WORK TO BE COMPLETED. Copy all the material that follows, keeping every character the same.

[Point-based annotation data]
=======

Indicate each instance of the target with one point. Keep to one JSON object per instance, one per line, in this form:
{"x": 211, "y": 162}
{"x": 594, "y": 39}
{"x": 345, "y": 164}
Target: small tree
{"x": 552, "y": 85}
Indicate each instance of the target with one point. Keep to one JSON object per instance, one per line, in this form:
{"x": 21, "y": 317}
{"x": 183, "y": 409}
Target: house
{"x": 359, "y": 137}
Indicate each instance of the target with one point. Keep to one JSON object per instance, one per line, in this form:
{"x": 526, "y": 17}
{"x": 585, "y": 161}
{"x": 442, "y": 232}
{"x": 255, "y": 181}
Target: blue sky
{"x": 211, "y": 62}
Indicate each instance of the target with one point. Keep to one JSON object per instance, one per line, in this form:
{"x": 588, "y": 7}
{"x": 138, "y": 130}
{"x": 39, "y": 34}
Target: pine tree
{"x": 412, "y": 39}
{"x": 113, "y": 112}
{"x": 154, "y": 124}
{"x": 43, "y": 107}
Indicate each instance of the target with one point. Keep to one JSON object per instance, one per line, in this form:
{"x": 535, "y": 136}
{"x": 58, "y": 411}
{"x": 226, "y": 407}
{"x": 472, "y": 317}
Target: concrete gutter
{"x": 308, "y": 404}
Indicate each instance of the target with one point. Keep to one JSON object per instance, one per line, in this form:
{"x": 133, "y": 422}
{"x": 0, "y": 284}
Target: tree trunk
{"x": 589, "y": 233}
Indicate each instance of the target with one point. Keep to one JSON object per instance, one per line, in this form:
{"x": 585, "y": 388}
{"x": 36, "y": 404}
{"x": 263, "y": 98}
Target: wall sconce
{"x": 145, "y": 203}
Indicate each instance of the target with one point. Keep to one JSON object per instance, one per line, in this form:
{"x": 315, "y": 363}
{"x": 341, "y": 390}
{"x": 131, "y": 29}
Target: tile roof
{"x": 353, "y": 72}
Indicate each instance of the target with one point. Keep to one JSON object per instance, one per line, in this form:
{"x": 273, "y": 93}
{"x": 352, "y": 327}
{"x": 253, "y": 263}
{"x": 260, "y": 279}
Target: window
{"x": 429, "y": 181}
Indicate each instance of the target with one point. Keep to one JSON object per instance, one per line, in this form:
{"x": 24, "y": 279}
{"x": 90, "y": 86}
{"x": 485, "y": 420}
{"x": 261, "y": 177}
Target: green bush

=======

OUTPUT FOR THIS TASK.
Indicate each instance of the target with one point. Keep to one JSON object per instance, one per line, in this form:
{"x": 211, "y": 162}
{"x": 594, "y": 39}
{"x": 345, "y": 164}
Target: small tree
{"x": 552, "y": 85}
Indicate each instance of the target with one point. Keep to one JSON object per instance, one per line, in this form:
{"x": 21, "y": 317}
{"x": 183, "y": 409}
Target: house
{"x": 359, "y": 137}
Indicate each instance of the target with one point. Keep to one JSON object per instance, one per line, in this form:
{"x": 526, "y": 17}
{"x": 585, "y": 161}
{"x": 442, "y": 232}
{"x": 255, "y": 181}
Target: blue sky
{"x": 211, "y": 62}
Indicate each instance of the target with one point. Keep to one JSON object per instance, one per line, in this form:
{"x": 588, "y": 7}
{"x": 138, "y": 130}
{"x": 39, "y": 34}
Target: pine tree
{"x": 412, "y": 39}
{"x": 113, "y": 112}
{"x": 154, "y": 124}
{"x": 43, "y": 107}
Indicate each instance of the target with one point. Keep to one JSON object per instance, one per line, in this form:
{"x": 535, "y": 136}
{"x": 58, "y": 411}
{"x": 226, "y": 407}
{"x": 472, "y": 317}
Target: concrete gutter
{"x": 308, "y": 404}
Indicate each instance of the target with one point. Keep to one JSON object per instance, one per line, in this form:
{"x": 133, "y": 422}
{"x": 0, "y": 284}
Target: tree trunk
{"x": 589, "y": 233}
Indicate each instance of the target with one point. Keep to one JSON object per instance, one per line, in this form:
{"x": 585, "y": 388}
{"x": 36, "y": 404}
{"x": 263, "y": 98}
Target: wall sconce
{"x": 145, "y": 203}
Indicate each instance of the target with one point. Keep to one JSON object per instance, one per line, in this form:
{"x": 315, "y": 363}
{"x": 341, "y": 390}
{"x": 131, "y": 29}
Target: tile roof
{"x": 353, "y": 72}
Indicate each instance of the target with one point. Keep to one JSON object per instance, one per line, in this form:
{"x": 273, "y": 93}
{"x": 352, "y": 327}
{"x": 253, "y": 263}
{"x": 260, "y": 279}
Target: window
{"x": 429, "y": 181}
Indicate each instance of the target with one point. Keep to one JSON object per instance, one per line, in this form:
{"x": 24, "y": 279}
{"x": 90, "y": 86}
{"x": 485, "y": 420}
{"x": 261, "y": 177}
Target: green bush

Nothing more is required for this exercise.